But there are signs that things may be changing. At their best, to my eyes at least, the generation that will shape the future give no oxygen to blind prejudice and value humility as much as my generation build walls to hide their personal issues and leads with our pride.
How To Help When It Comes To Men Sharing Their Personal Issues
The Good Men Project have some useful tips on how to help a man who needs to talk and several of their suggestions are very relevant for anyone a guy might ask for help, not just therapists. Here are 10 suggestions below, in no particular order:
- 1/ Acknowledge that it can be difficult for a guy to confide in someone or ask for help when he’s having problems. Holly Sweet says many guys would rather have a root canal than talk to someone about their problems.
- 2/ Don’t assume he’s good at talking about his problems, even though he wants to talk.
- 3/ Give him time to gather his thoughts and find the right words. This may mean your conversation is punctuated by silences that are longer than usual; that’s okay.
- 4/ Don’t assume he knows what to expect from this type of conversation; if the thing he’s talking about is complicated, you may need to be explicit about the fact that the two of you can’t deal with all of it in a single conversation and that you’ll need to talk more at another time.
- 5/ He may not know specifically what to do, but he probably wants to. This is most obvious if the problem is about a relationship (family, work, romantic, etc.). Given that we do a pretty poor job of teaching boys and men how relationships work, he may not have a good idea of how to actually start a conversation about Topic X or what to do to “re-establish trust,” for example.

PROBLEMS TO SOLVE:
a) Answer these questions from the text on men sharing personal issues:
(i) Which organization offers the tips on helping a man who needs to talk?
(ii) According to Holly Sweet, what would many guys rather have than talk to someone about their problems?
(iii) How many suggestions does the text say it gives?
b) List the kinds of relationship that the text on men sharing personal issues names in parentheses.
c) In the text on men sharing personal issues, rewrite the passage starting at "- 3/ Give him" and ending at "usual; that’s okay.", substituting "pauses" for "silences".
The records that come next are separate material and are unrelated to the text on men sharing personal issues.

DATA FOR ANALYSIS:

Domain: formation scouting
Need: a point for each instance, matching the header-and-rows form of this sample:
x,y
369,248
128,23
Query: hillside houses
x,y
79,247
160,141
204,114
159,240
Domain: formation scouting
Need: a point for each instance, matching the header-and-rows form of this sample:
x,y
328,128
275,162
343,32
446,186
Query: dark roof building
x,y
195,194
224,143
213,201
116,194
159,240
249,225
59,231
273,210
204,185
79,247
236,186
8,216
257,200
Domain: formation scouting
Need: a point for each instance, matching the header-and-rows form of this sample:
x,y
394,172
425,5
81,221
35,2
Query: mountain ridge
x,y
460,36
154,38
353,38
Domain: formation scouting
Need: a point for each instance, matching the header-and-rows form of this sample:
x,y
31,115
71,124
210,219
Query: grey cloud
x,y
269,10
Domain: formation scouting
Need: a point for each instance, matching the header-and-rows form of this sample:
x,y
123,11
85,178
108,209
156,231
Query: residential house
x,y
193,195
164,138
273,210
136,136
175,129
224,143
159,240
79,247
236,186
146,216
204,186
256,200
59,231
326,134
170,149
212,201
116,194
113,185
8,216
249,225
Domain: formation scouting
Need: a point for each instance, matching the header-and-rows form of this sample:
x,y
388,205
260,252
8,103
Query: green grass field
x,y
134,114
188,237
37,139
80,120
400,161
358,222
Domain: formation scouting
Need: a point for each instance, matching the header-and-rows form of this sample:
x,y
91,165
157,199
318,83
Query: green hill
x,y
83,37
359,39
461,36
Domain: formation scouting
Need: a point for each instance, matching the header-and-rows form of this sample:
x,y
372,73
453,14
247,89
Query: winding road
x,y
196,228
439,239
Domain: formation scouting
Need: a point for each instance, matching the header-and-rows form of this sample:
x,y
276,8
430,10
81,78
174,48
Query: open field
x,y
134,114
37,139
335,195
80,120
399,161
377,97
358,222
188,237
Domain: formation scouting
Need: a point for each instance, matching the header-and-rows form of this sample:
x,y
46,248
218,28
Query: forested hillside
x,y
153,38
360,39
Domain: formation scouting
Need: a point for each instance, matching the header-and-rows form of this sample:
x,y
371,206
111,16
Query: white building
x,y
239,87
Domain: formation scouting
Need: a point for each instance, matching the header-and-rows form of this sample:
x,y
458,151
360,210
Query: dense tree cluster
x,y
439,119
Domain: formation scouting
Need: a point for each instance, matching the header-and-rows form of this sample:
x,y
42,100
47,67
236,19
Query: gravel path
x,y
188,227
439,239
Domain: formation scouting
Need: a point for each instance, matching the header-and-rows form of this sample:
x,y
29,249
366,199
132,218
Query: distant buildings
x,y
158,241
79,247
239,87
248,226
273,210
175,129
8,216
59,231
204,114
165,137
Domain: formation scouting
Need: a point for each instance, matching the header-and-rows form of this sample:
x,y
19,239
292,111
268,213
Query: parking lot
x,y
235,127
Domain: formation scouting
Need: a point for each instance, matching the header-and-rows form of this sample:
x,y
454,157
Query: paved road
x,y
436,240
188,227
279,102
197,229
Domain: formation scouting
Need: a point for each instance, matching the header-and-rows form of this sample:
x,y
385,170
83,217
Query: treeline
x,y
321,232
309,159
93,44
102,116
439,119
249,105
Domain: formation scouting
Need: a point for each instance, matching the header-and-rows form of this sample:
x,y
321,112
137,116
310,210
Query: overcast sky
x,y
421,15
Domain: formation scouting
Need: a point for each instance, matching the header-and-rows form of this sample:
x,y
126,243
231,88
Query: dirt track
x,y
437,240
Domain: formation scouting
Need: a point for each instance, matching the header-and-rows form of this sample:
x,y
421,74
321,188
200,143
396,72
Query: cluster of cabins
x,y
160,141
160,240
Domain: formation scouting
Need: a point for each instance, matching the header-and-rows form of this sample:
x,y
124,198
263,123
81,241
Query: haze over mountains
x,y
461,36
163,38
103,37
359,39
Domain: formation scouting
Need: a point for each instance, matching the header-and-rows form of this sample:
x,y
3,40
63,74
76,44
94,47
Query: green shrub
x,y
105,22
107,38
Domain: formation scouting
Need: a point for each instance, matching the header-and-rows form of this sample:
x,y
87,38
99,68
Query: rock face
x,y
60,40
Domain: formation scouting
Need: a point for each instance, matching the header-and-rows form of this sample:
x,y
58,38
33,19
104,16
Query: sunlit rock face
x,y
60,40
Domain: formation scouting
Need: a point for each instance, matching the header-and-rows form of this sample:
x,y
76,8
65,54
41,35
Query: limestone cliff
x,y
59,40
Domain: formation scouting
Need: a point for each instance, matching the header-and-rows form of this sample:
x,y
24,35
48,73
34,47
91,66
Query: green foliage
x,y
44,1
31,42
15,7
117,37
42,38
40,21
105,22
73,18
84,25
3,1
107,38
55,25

* * *

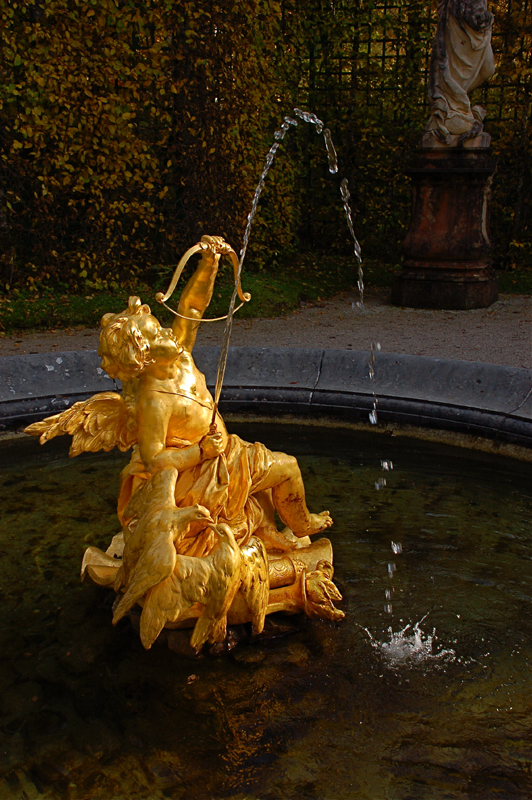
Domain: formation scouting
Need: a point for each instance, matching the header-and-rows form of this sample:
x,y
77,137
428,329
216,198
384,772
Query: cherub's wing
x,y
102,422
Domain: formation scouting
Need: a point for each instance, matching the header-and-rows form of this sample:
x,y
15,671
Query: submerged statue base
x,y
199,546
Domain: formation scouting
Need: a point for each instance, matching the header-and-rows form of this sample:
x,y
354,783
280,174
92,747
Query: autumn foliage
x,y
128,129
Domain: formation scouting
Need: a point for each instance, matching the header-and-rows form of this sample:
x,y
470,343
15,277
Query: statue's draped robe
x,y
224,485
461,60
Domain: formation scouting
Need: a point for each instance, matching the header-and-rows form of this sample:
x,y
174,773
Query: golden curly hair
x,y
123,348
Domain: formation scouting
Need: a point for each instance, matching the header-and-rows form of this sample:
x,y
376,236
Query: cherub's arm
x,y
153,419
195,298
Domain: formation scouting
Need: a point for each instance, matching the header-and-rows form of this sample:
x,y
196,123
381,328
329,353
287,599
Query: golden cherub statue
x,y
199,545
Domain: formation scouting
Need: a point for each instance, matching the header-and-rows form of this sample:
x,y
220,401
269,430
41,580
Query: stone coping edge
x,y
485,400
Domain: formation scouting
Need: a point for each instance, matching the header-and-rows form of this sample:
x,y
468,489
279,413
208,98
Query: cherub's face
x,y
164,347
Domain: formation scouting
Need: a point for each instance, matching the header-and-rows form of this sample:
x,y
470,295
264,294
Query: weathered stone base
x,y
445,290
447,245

PER-TASK OUTPUTS:
a)
(i) The Good Men Project
(ii) A root canal
(iii) 10

b) family, work, romantic

c)
- 3/ Give him time to gather his thoughts and find the right words. This may mean your conversation is punctuated by pauses that are longer than usual; that’s okay.